### Instruções da tarefa
Apresente todas as linhas abaixo como uma lista JSON de strings, com uma string para cada linha e sem as linhas em branco.

### Linhas fornecidas

※

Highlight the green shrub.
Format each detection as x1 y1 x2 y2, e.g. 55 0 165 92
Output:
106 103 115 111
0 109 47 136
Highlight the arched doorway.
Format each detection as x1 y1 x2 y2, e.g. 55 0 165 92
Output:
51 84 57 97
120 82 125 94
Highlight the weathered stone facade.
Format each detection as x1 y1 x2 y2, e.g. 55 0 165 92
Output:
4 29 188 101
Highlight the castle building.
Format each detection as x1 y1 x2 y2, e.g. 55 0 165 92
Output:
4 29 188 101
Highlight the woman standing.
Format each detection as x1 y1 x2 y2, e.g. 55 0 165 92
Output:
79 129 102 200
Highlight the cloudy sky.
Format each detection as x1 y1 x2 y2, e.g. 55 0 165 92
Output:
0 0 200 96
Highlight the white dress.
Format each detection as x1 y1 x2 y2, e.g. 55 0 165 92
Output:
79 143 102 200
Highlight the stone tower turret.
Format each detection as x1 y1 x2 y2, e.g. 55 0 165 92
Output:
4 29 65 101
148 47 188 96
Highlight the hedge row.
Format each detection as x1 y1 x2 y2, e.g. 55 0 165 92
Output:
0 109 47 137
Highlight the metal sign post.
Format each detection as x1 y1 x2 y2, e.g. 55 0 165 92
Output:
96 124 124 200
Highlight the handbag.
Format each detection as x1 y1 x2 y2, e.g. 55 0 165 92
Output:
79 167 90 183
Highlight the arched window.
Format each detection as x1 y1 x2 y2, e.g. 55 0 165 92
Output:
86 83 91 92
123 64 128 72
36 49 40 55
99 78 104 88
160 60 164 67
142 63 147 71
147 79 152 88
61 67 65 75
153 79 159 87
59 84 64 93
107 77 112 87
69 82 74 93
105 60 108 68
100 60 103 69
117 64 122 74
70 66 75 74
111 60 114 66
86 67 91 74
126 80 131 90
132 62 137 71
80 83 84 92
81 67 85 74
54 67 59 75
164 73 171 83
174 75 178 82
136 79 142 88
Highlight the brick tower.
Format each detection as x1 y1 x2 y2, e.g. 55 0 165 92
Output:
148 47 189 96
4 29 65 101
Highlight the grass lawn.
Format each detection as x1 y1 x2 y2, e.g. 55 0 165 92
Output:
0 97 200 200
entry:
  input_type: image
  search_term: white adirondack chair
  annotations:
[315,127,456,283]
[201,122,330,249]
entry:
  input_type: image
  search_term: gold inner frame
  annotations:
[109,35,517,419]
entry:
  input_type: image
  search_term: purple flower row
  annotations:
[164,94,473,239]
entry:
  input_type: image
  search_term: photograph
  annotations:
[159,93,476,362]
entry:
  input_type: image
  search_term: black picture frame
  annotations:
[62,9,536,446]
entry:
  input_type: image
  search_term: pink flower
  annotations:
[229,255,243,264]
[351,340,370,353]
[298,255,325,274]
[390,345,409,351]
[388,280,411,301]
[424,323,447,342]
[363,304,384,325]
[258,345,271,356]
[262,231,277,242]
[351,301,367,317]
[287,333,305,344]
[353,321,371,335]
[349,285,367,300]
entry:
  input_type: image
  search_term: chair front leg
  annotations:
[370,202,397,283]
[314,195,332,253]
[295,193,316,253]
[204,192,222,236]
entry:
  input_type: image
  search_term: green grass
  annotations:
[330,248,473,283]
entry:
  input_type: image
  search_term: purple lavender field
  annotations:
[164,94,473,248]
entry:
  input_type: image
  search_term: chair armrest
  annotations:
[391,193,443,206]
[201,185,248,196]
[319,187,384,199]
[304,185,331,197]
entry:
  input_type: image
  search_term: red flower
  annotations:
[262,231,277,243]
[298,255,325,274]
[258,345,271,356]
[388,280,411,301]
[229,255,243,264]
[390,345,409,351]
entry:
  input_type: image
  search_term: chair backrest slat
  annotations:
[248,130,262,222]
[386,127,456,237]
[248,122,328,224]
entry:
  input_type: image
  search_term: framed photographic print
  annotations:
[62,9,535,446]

※

### Resultado do exercício
[
  "Highlight the green shrub.",
  "Format each detection as x1 y1 x2 y2, e.g. 55 0 165 92",
  "Output:",
  "106 103 115 111",
  "0 109 47 136",
  "Highlight the arched doorway.",
  "Format each detection as x1 y1 x2 y2, e.g. 55 0 165 92",
  "Output:",
  "51 84 57 97",
  "120 82 125 94",
  "Highlight the weathered stone facade.",
  "Format each detection as x1 y1 x2 y2, e.g. 55 0 165 92",
  "Output:",
  "4 29 188 101",
  "Highlight the castle building.",
  "Format each detection as x1 y1 x2 y2, e.g. 55 0 165 92",
  "Output:",
  "4 29 188 101",
  "Highlight the woman standing.",
  "Format each detection as x1 y1 x2 y2, e.g. 55 0 165 92",
  "Output:",
  "79 129 102 200",
  "Highlight the cloudy sky.",
  "Format each detection as x1 y1 x2 y2, e.g. 55 0 165 92",
  "Output:",
  "0 0 200 96",
  "Highlight the white dress.",
  "Format each detection as x1 y1 x2 y2, e.g. 55 0 165 92",
  "Output:",
  "79 143 102 200",
  "Highlight the stone tower turret.",
  "Format each detection as x1 y1 x2 y2, e.g. 55 0 165 92",
  "Output:",
  "4 29 65 101",
  "148 47 188 96",
  "Highlight the hedge row.",
  "Format each detection as x1 y1 x2 y2, e.g. 55 0 165 92",
  "Output:",
  "0 109 47 137",
  "Highlight the metal sign post.",
  "Format each detection as x1 y1 x2 y2, e.g. 55 0 165 92",
  "Output:",
  "96 124 124 200",
  "Highlight the handbag.",
  "Format each detection as x1 y1 x2 y2, e.g. 55 0 165 92",
  "Output:",
  "79 167 90 183",
  "Highlight the arched window.",
  "Format each detection as x1 y1 x2 y2, e.g. 55 0 165 92",
  "Output:",
  "86 83 91 92",
  "123 64 128 72",
  "36 49 40 55",
  "99 78 104 88",
  "160 60 164 67",
  "142 63 147 71",
  "147 79 152 88",
  "61 67 65 75",
  "153 79 159 87",
  "59 84 64 93",
  "107 77 112 87",
  "69 82 74 93",
  "105 60 108 68",
  "100 60 103 69",
  "117 64 122 74",
  "70 66 75 74",
  "111 60 114 66",
  "86 67 91 74",
  "126 80 131 90",
  "132 62 137 71",
  "80 83 84 92",
  "81 67 85 74",
  "54 67 59 75",
  "164 73 171 83",
  "174 75 178 82",
  "136 79 142 88",
  "Highlight the brick tower.",
  "Format each detection as x1 y1 x2 y2, e.g. 55 0 165 92",
  "Output:",
  "148 47 189 96",
  "4 29 65 101",
  "Highlight the grass lawn.",
  "Format each detection as x1 y1 x2 y2, e.g. 55 0 165 92",
  "Output:",
  "0 97 200 200",
  "entry:",
  "  input_type: image",
  "  search_term: white adirondack chair",
  "  annotations:",
  "[315,127,456,283]",
  "[201,122,330,249]",
  "entry:",
  "  input_type: image",
  "  search_term: gold inner frame",
  "  annotations:",
  "[109,35,517,419]",
  "entry:",
  "  input_type: image",
  "  search_term: purple flower row",
  "  annotations:",
  "[164,94,473,239]",
  "entry:",
  "  input_type: image",
  "  search_term: photograph",
  "  annotations:",
  "[159,93,476,362]",
  "entry:",
  "  input_type: image",
  "  search_term: black picture frame",
  "  annotations:",
  "[62,9,536,446]",
  "entry:",
  "  input_type: image",
  "  search_term: pink flower",
  "  annotations:",
  "[229,255,243,264]",
  "[351,340,370,353]",
  "[298,255,325,274]",
  "[390,345,409,351]",
  "[388,280,411,301]",
  "[424,323,447,342]",
  "[363,304,384,325]",
  "[258,345,271,356]",
  "[262,231,277,242]",
  "[351,301,367,317]",
  "[287,333,305,344]",
  "[353,321,371,335]",
  "[349,285,367,300]",
  "entry:",
  "  input_type: image",
  "  search_term: chair front leg",
  "  annotations:",
  "[370,202,397,283]",
  "[314,195,332,253]",
  "[295,193,316,253]",
  "[204,192,222,236]",
  "entry:",
  "  input_type: image",
  "  search_term: green grass",
  "  annotations:",
  "[330,248,473,283]",
  "entry:",
  "  input_type: image",
  "  search_term: purple lavender field",
  "  annotations:",
  "[164,94,473,248]",
  "entry:",
  "  input_type: image",
  "  search_term: chair armrest",
  "  annotations:",
  "[391,193,443,206]",
  "[201,185,248,196]",
  "[319,187,384,199]",
  "[304,185,331,197]",
  "entry:",
  "  input_type: image",
  "  search_term: red flower",
  "  annotations:",
  "[262,231,277,243]",
  "[298,255,325,274]",
  "[258,345,271,356]",
  "[388,280,411,301]",
  "[229,255,243,264]",
  "[390,345,409,351]",
  "entry:",
  "  input_type: image",
  "  search_term: chair backrest slat",
  "  annotations:",
  "[248,130,262,222]",
  "[386,127,456,237]",
  "[248,122,328,224]",
  "entry:",
  "  input_type: image",
  "  search_term: framed photographic print",
  "  annotations:",
  "[62,9,535,446]"
]